_Excerpted text_
----------

It may shock you to hear that I received some blowback over my recent opinion piece about an artist suing the Smithsonian because they wouldn’t hang his gargantuan, terrible work of Trumpian political propaganda in the National Portrait Gallery. I indeed received a few all-caps emails demanding that I account for myself as a journalist — which of course, I need not do, in the case of an opinion piece. But luckily, this week we can set our differences aside and make friends across the aisle, because today featured the debut of a highly conservative political artist who, unlike poor Julian Raven and his need for a participation trophy, really knows how to get a positive opinion out of this art critic. I refer, of course, to Senator Mike Lee (R—UT), who took to the Senate floor on Tuesday to dispute the validity of the Democrat’s Green New Deal package with a poster featuring an image by artist Jason Heuser of President Ronald Reagan riding a dinosaur while firing a machine gun.
Now, let me first say, I would much prefer for our nation’s politicians to produce the outcomes of this proposal, including guarantee of a job for all at a living wage, paid family and medical leave, vacation time and retirement security, health care for all, access to higher education, and repairing or replacing our aging infrastructure. But since we know that the grossly corrupt and venal majority of politicians will never prioritize the good of the many over the greed of the few, I am thrilled to note they are at least producing some terrific propaganda out of scathing political satire. Because Sen. Lee’s behavior can only be interpreted as a kind of performance piece, rather than doing his elected work of legitimately debating proposed legislation.

----------

_Tasks and exercises_
1: In the opinion piece about Senator Mike Lee's Senate floor poster, which artist made the image of Ronald Reagan riding a dinosaur?
2: Reproduce the opinion piece from "Now, let me" to "debating proposed legislation.", inclusive.

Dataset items

----------

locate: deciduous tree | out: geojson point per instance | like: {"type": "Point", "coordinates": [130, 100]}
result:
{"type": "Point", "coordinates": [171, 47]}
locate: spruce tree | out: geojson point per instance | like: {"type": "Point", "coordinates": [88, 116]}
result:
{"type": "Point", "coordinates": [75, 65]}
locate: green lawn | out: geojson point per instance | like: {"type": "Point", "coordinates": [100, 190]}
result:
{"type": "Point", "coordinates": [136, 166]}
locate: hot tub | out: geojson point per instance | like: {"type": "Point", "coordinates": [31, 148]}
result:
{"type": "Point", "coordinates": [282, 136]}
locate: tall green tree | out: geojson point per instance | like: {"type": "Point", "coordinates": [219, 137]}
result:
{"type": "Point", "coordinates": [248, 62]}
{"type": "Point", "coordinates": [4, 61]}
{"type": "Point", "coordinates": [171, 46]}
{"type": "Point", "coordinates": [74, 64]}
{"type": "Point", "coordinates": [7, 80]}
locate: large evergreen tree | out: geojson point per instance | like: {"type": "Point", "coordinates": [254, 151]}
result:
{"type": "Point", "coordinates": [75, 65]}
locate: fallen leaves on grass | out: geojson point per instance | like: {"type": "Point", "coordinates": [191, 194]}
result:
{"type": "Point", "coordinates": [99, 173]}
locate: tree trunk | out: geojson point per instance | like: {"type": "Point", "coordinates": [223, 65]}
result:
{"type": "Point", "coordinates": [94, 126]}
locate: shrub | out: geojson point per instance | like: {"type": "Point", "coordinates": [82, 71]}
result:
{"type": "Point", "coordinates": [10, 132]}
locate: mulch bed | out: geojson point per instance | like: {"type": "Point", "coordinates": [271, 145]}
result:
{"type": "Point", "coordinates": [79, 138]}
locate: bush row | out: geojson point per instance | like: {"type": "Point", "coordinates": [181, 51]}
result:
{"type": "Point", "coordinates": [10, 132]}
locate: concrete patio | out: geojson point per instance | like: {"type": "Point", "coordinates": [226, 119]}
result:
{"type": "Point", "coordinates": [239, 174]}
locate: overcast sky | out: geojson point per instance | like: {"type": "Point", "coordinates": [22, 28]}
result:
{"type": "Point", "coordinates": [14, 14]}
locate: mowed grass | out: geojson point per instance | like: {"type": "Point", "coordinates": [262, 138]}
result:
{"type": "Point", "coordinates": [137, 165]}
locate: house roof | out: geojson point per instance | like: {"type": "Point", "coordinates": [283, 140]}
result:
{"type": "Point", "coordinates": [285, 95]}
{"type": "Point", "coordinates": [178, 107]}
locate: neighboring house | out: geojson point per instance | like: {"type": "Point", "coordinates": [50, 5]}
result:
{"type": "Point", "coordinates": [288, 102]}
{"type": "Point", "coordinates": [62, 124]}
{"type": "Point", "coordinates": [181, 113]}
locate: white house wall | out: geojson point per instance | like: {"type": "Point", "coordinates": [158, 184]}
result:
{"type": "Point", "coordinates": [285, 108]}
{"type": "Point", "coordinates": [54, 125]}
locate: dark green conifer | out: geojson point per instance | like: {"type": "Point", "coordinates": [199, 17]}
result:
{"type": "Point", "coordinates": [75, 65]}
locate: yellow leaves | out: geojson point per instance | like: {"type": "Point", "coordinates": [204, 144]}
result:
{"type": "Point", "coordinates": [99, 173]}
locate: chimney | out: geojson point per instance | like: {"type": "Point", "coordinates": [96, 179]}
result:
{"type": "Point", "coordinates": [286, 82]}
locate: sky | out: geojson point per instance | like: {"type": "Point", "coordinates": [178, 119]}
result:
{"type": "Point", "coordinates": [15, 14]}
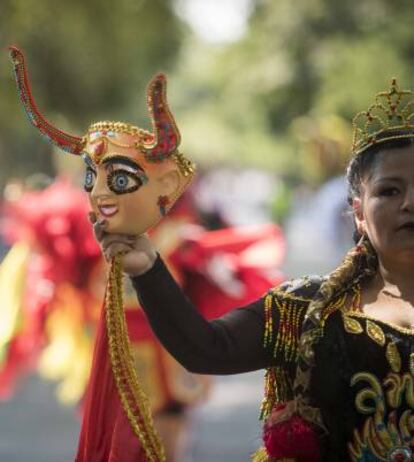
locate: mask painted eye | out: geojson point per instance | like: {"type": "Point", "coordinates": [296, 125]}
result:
{"type": "Point", "coordinates": [123, 181]}
{"type": "Point", "coordinates": [90, 176]}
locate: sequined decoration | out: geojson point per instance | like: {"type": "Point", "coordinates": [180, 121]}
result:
{"type": "Point", "coordinates": [134, 401]}
{"type": "Point", "coordinates": [66, 142]}
{"type": "Point", "coordinates": [375, 333]}
{"type": "Point", "coordinates": [393, 356]}
{"type": "Point", "coordinates": [287, 337]}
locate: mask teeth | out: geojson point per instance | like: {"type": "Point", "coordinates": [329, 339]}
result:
{"type": "Point", "coordinates": [166, 135]}
{"type": "Point", "coordinates": [66, 142]}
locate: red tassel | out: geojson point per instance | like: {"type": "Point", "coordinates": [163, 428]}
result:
{"type": "Point", "coordinates": [293, 438]}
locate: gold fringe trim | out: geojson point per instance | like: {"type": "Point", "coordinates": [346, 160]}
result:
{"type": "Point", "coordinates": [262, 456]}
{"type": "Point", "coordinates": [134, 400]}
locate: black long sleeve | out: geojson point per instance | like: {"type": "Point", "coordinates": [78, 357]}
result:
{"type": "Point", "coordinates": [228, 345]}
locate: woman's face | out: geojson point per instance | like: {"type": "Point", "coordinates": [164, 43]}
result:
{"type": "Point", "coordinates": [385, 210]}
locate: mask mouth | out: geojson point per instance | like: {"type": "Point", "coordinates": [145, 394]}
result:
{"type": "Point", "coordinates": [108, 210]}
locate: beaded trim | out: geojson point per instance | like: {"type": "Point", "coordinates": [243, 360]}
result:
{"type": "Point", "coordinates": [134, 401]}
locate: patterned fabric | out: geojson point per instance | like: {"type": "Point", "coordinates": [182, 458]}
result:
{"type": "Point", "coordinates": [363, 381]}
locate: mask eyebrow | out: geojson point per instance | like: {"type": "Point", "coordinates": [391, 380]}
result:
{"type": "Point", "coordinates": [122, 160]}
{"type": "Point", "coordinates": [88, 161]}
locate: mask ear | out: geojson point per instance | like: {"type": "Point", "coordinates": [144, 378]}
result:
{"type": "Point", "coordinates": [358, 215]}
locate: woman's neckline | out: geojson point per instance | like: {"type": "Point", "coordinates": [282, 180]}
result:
{"type": "Point", "coordinates": [391, 325]}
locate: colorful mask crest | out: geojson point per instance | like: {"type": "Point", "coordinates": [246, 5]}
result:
{"type": "Point", "coordinates": [390, 117]}
{"type": "Point", "coordinates": [130, 159]}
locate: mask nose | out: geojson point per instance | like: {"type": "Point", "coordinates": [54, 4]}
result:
{"type": "Point", "coordinates": [100, 188]}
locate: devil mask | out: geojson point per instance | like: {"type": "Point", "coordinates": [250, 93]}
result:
{"type": "Point", "coordinates": [133, 177]}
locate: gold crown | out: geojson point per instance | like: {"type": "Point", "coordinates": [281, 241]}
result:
{"type": "Point", "coordinates": [390, 117]}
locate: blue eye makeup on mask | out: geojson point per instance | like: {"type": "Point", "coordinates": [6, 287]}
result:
{"type": "Point", "coordinates": [126, 179]}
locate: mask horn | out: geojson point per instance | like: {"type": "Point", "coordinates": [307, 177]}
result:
{"type": "Point", "coordinates": [166, 136]}
{"type": "Point", "coordinates": [69, 143]}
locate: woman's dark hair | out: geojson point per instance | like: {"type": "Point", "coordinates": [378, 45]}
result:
{"type": "Point", "coordinates": [363, 162]}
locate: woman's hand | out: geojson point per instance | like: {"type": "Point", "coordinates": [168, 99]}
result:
{"type": "Point", "coordinates": [138, 254]}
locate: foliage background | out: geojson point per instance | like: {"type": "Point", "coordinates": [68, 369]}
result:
{"type": "Point", "coordinates": [300, 72]}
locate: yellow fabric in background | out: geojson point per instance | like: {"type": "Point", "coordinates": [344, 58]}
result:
{"type": "Point", "coordinates": [12, 282]}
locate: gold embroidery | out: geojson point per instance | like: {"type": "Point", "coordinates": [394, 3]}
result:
{"type": "Point", "coordinates": [375, 333]}
{"type": "Point", "coordinates": [384, 433]}
{"type": "Point", "coordinates": [393, 357]}
{"type": "Point", "coordinates": [352, 326]}
{"type": "Point", "coordinates": [134, 400]}
{"type": "Point", "coordinates": [403, 330]}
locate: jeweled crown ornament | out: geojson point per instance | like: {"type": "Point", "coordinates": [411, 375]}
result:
{"type": "Point", "coordinates": [390, 117]}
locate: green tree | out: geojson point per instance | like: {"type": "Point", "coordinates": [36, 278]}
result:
{"type": "Point", "coordinates": [88, 61]}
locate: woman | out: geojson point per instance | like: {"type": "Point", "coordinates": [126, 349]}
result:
{"type": "Point", "coordinates": [340, 381]}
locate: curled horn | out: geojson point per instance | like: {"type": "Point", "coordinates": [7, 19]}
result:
{"type": "Point", "coordinates": [166, 136]}
{"type": "Point", "coordinates": [69, 143]}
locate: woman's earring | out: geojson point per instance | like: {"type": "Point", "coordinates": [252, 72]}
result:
{"type": "Point", "coordinates": [163, 202]}
{"type": "Point", "coordinates": [360, 245]}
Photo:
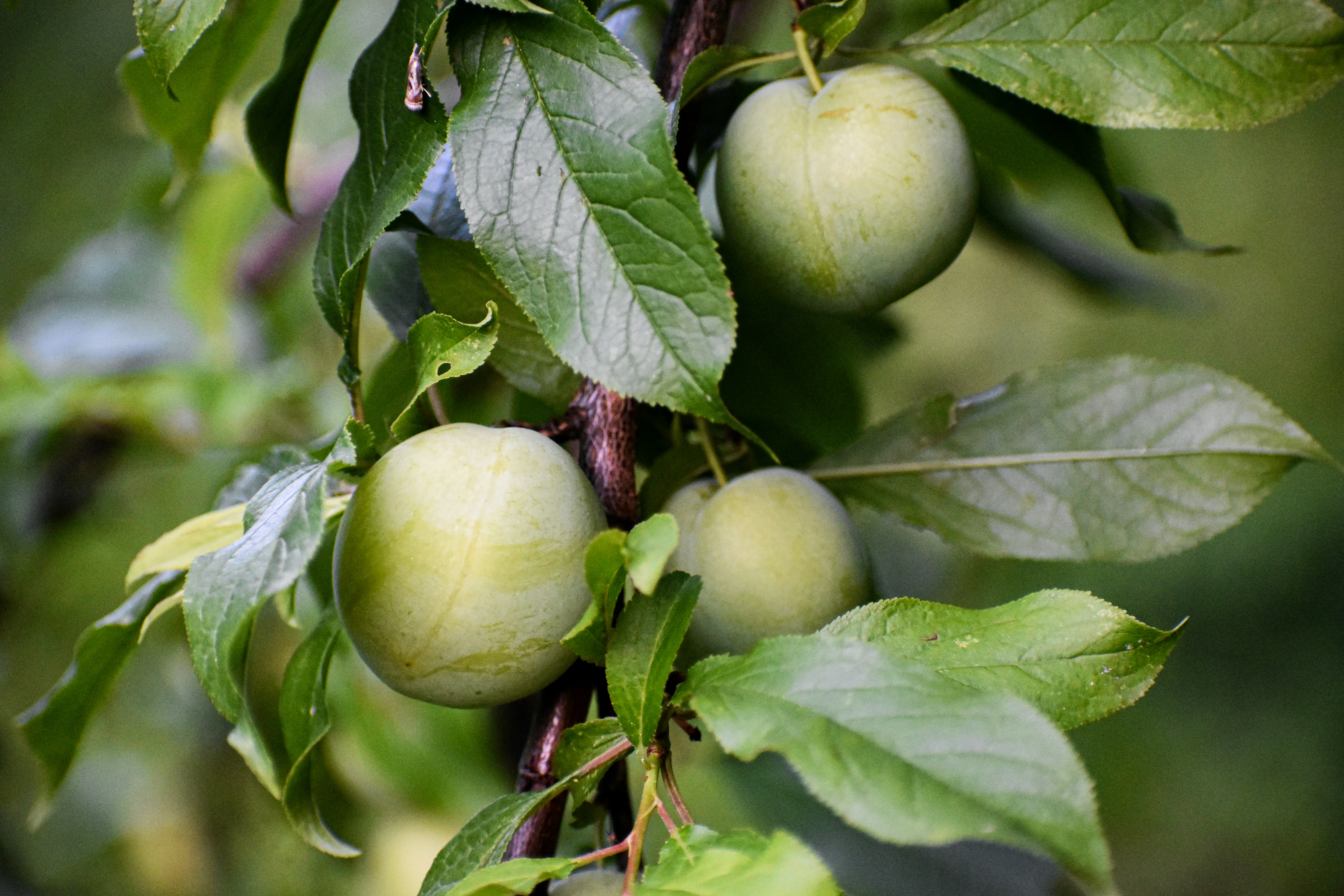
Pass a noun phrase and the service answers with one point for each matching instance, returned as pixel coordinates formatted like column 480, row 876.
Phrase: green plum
column 778, row 554
column 460, row 563
column 847, row 199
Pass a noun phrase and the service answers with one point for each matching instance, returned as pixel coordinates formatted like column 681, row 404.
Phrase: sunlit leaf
column 1123, row 459
column 283, row 528
column 271, row 115
column 833, row 22
column 902, row 753
column 643, row 648
column 443, row 349
column 612, row 260
column 202, row 69
column 303, row 718
column 1073, row 656
column 56, row 725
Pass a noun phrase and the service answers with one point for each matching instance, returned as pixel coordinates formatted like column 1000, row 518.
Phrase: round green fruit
column 849, row 199
column 460, row 563
column 778, row 554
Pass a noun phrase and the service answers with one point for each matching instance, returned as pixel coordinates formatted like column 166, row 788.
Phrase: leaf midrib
column 639, row 299
column 794, row 707
column 912, row 468
column 1066, row 42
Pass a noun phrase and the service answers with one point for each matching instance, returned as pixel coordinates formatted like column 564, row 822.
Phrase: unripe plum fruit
column 460, row 563
column 778, row 555
column 849, row 199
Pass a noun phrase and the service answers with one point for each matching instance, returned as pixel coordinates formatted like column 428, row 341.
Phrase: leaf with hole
column 443, row 349
column 460, row 283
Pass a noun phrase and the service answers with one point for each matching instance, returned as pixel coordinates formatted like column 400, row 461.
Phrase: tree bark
column 605, row 425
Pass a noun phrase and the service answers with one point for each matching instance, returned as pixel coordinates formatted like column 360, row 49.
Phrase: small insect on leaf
column 416, row 81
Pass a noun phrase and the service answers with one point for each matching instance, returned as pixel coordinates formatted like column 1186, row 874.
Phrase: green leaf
column 271, row 115
column 1073, row 656
column 355, row 450
column 902, row 753
column 643, row 648
column 678, row 467
column 251, row 477
column 579, row 745
column 225, row 589
column 483, row 840
column 647, row 550
column 513, row 6
column 201, row 535
column 1123, row 459
column 397, row 148
column 604, row 567
column 462, row 284
column 1147, row 64
column 588, row 637
column 833, row 22
column 56, row 725
column 612, row 260
column 740, row 863
column 185, row 116
column 170, row 29
column 722, row 61
column 800, row 410
column 443, row 349
column 1116, row 277
column 1150, row 222
column 515, row 877
column 303, row 718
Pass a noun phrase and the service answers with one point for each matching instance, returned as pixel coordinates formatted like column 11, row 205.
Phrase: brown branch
column 560, row 706
column 693, row 27
column 604, row 424
column 607, row 450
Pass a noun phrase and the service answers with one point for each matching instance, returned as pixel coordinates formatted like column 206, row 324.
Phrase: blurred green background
column 157, row 338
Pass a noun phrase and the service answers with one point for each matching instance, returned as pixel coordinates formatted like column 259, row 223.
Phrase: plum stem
column 648, row 803
column 800, row 43
column 710, row 454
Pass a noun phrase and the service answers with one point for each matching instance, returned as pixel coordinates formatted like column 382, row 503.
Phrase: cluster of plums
column 460, row 559
column 460, row 562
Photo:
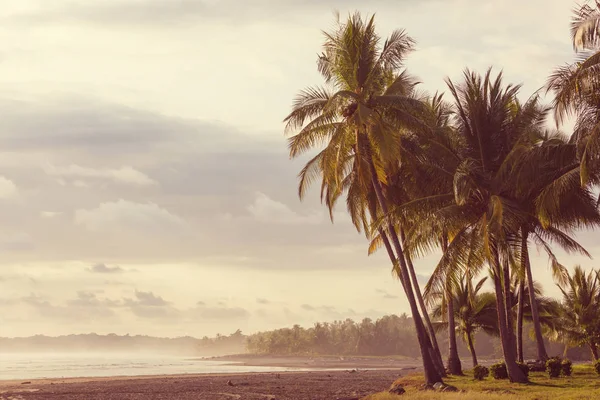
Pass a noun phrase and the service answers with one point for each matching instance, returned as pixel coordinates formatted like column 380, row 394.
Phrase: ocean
column 62, row 365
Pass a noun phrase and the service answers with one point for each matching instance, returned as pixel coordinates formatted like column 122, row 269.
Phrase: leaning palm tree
column 474, row 312
column 556, row 208
column 575, row 88
column 480, row 216
column 425, row 157
column 547, row 310
column 580, row 318
column 359, row 119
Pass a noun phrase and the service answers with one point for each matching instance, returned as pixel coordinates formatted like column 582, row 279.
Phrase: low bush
column 553, row 367
column 480, row 372
column 597, row 366
column 524, row 367
column 498, row 371
column 566, row 367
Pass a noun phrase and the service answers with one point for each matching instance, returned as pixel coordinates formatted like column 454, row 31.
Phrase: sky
column 145, row 184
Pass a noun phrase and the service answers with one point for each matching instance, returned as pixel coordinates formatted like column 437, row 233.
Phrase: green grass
column 584, row 384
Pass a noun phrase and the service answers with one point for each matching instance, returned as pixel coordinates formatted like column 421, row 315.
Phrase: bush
column 553, row 367
column 524, row 367
column 597, row 366
column 566, row 367
column 480, row 372
column 498, row 370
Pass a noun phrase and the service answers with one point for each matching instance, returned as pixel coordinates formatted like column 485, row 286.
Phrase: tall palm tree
column 482, row 216
column 359, row 122
column 423, row 160
column 580, row 319
column 474, row 311
column 556, row 207
column 547, row 309
column 575, row 87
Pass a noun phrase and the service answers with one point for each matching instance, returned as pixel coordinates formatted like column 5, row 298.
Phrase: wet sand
column 315, row 385
column 320, row 362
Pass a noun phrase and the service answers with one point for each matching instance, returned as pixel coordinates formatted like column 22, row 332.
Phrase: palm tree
column 359, row 123
column 556, row 207
column 575, row 89
column 580, row 318
column 474, row 311
column 547, row 309
column 418, row 149
column 480, row 214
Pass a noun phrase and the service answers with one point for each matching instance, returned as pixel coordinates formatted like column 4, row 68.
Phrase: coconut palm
column 359, row 119
column 547, row 309
column 580, row 317
column 424, row 154
column 575, row 88
column 480, row 215
column 474, row 311
column 556, row 207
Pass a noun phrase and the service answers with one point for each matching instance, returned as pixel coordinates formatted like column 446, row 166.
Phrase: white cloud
column 264, row 209
column 16, row 242
column 7, row 188
column 125, row 175
column 50, row 214
column 126, row 214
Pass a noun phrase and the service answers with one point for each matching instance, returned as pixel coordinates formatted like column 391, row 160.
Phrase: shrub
column 553, row 367
column 524, row 367
column 480, row 372
column 498, row 370
column 597, row 366
column 566, row 367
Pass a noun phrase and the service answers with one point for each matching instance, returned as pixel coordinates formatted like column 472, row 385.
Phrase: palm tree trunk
column 508, row 305
column 454, row 365
column 535, row 315
column 520, row 311
column 594, row 350
column 515, row 374
column 436, row 349
column 472, row 348
column 432, row 375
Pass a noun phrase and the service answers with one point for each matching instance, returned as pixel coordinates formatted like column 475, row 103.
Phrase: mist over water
column 75, row 365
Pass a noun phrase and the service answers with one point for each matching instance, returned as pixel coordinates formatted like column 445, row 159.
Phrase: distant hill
column 187, row 345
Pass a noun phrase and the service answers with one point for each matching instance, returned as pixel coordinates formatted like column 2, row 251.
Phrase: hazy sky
column 145, row 184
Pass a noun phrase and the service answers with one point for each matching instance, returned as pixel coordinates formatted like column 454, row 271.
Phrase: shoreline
column 316, row 362
column 314, row 385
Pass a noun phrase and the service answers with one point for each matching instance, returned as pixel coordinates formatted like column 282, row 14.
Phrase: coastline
column 316, row 385
column 318, row 362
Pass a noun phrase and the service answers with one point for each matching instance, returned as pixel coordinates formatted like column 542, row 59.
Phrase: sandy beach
column 315, row 385
column 321, row 362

----------

_Answers by item number_
1: Jason Heuser

2:
Now, let me first say, I would much prefer for our nation’s politicians to produce the outcomes of this proposal, including guarantee of a job for all at a living wage, paid family and medical leave, vacation time and retirement security, health care for all, access to higher education, and repairing or replacing our aging infrastructure. But since we know that the grossly corrupt and venal majority of politicians will never prioritize the good of the many over the greed of the few, I am thrilled to note they are at least producing some terrific propaganda out of scathing political satire. Because Sen. Lee’s behavior can only be interpreted as a kind of performance piece, rather than doing his elected work of legitimately debating proposed legislation.